(Extracted entries)

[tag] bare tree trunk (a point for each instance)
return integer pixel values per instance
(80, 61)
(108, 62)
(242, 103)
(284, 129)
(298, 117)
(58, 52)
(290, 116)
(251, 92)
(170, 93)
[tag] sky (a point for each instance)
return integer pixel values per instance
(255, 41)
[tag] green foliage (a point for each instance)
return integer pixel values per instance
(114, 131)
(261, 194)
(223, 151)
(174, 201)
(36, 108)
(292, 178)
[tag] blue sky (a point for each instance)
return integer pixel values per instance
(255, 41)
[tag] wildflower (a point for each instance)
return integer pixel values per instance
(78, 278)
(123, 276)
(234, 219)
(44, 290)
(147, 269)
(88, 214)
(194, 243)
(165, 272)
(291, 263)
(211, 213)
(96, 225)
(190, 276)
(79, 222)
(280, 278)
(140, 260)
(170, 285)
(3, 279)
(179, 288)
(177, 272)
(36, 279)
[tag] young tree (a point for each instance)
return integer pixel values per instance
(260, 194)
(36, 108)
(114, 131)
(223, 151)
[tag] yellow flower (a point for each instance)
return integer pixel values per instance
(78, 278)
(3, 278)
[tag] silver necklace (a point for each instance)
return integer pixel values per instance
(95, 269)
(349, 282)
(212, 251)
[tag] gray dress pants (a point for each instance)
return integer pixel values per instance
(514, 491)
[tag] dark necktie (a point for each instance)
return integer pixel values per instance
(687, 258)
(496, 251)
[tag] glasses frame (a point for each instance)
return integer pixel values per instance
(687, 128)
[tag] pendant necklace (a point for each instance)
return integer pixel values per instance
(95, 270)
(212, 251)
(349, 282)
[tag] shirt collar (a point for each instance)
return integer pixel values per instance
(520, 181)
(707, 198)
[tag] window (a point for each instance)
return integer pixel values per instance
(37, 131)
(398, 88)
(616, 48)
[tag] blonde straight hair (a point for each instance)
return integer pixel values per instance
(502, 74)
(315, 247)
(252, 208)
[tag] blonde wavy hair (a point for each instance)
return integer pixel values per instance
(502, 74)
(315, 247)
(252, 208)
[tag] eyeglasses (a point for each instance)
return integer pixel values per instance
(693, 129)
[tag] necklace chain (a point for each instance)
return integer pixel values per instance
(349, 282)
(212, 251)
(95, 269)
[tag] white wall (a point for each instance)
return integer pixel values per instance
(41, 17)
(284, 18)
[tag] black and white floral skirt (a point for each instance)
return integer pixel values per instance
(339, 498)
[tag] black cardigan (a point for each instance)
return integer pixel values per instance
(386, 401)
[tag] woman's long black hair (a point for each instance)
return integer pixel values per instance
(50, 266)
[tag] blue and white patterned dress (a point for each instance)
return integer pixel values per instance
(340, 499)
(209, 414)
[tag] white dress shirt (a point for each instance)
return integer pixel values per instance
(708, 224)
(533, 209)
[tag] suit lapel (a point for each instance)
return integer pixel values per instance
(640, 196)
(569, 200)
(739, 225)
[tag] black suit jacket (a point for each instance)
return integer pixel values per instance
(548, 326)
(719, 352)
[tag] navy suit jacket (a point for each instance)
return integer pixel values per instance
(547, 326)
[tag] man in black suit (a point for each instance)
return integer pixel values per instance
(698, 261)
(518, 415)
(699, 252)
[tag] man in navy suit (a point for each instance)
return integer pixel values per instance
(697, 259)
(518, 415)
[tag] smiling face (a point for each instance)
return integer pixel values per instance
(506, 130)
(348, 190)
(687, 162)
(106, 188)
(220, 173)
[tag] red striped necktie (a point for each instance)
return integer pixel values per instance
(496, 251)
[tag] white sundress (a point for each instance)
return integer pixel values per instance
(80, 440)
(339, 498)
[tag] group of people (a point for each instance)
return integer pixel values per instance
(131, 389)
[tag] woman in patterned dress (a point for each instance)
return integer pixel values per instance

(End Extracted entries)

How to complete this task.
Copy out every line of the data that includes the word "jacket".

Exercise solution.
[tag] black suit jacket (a point for each instance)
[tag] navy suit jacket (a point for each instance)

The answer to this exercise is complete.